WORK TO DO
List each line in the records that contains the string "wide". Case counts.

##### SUPPLIED MATERIAL #####

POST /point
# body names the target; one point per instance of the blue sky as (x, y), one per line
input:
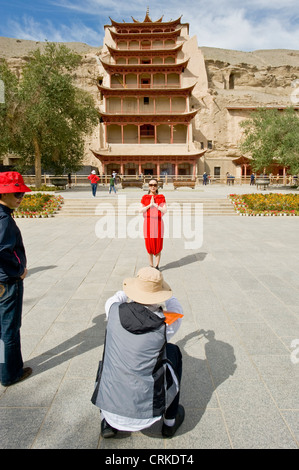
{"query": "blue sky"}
(228, 24)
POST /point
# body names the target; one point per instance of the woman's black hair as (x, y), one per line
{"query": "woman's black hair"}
(157, 185)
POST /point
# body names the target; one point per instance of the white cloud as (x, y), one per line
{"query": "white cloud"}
(36, 31)
(229, 24)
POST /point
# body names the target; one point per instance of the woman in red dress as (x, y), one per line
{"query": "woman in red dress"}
(153, 207)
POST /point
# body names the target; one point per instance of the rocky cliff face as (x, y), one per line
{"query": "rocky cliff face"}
(236, 81)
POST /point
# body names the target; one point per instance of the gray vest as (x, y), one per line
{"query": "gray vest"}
(131, 379)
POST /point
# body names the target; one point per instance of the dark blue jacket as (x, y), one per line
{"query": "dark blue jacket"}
(12, 251)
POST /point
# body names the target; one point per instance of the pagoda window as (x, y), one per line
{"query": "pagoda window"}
(163, 134)
(145, 81)
(162, 104)
(159, 80)
(122, 45)
(130, 105)
(117, 81)
(134, 45)
(169, 60)
(145, 44)
(147, 130)
(173, 79)
(113, 105)
(169, 43)
(131, 80)
(114, 134)
(130, 134)
(179, 134)
(133, 60)
(178, 104)
(158, 44)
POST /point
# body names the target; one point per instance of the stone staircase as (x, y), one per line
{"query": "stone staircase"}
(95, 207)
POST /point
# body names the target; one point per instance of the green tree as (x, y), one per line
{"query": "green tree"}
(52, 116)
(272, 136)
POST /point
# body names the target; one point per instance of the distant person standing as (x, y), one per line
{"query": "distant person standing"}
(69, 180)
(94, 179)
(153, 207)
(112, 184)
(12, 273)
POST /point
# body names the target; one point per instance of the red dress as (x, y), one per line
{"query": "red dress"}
(153, 227)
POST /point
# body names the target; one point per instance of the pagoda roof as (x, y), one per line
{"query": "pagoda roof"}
(165, 118)
(120, 68)
(242, 160)
(107, 91)
(146, 22)
(254, 108)
(166, 34)
(143, 52)
(149, 152)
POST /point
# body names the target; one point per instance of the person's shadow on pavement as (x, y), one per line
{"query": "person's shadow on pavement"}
(200, 377)
(82, 342)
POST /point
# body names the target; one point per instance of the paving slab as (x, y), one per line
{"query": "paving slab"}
(240, 294)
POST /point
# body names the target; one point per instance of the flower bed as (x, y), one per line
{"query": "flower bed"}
(39, 205)
(266, 204)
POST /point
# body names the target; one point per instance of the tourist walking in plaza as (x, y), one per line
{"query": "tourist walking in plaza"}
(12, 273)
(94, 179)
(153, 207)
(138, 380)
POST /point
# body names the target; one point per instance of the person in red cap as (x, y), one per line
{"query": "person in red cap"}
(12, 273)
(94, 179)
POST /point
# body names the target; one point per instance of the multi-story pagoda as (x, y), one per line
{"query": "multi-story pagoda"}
(145, 87)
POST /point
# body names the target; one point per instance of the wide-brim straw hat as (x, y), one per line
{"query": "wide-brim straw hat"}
(148, 287)
(12, 182)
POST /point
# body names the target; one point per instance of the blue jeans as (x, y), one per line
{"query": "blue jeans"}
(11, 301)
(174, 355)
(94, 188)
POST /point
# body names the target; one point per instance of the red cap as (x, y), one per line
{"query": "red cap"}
(12, 182)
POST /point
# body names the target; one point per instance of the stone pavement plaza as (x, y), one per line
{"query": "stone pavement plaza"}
(239, 337)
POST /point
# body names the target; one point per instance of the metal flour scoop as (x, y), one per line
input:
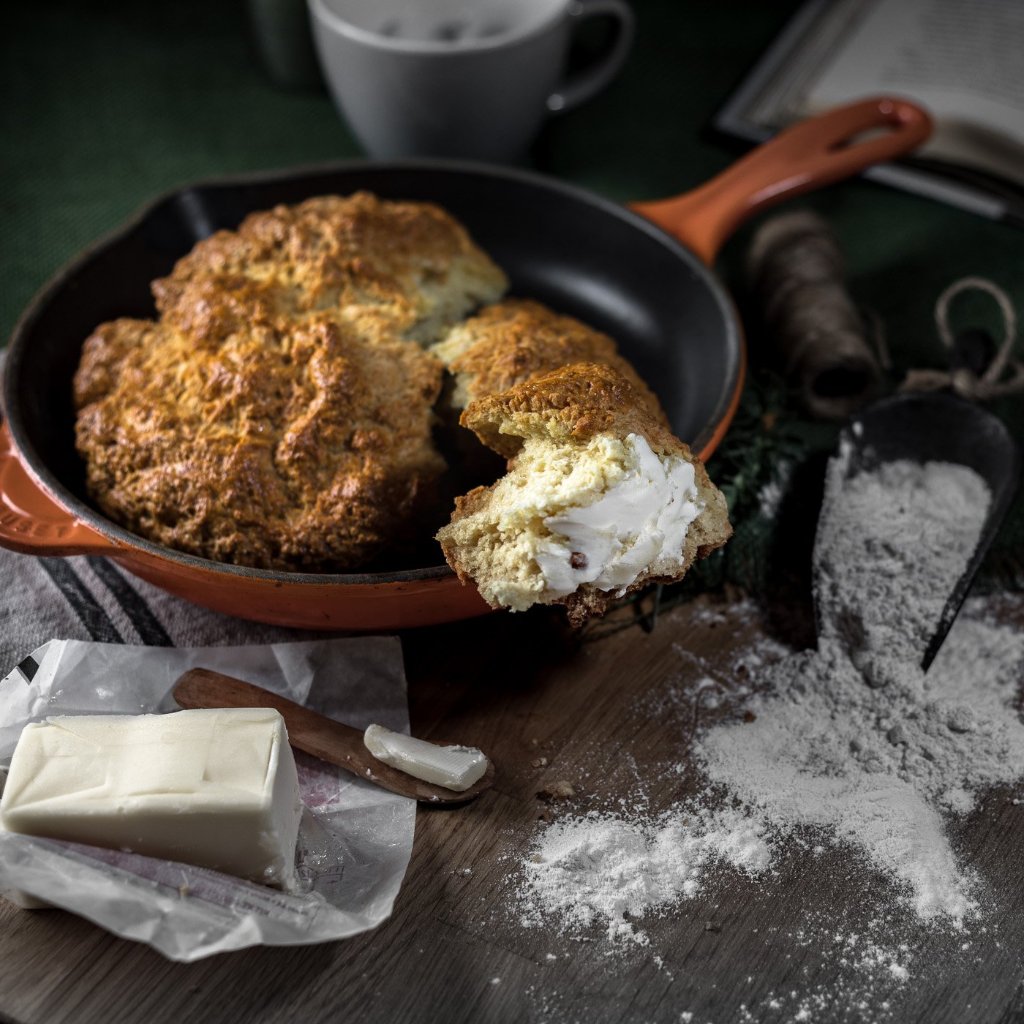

#####

FULL SOLUTION
# body names the target; one point per instance of the wide-brim straw hat as (x, y), one per line
{"query": "wide-brim straw hat"}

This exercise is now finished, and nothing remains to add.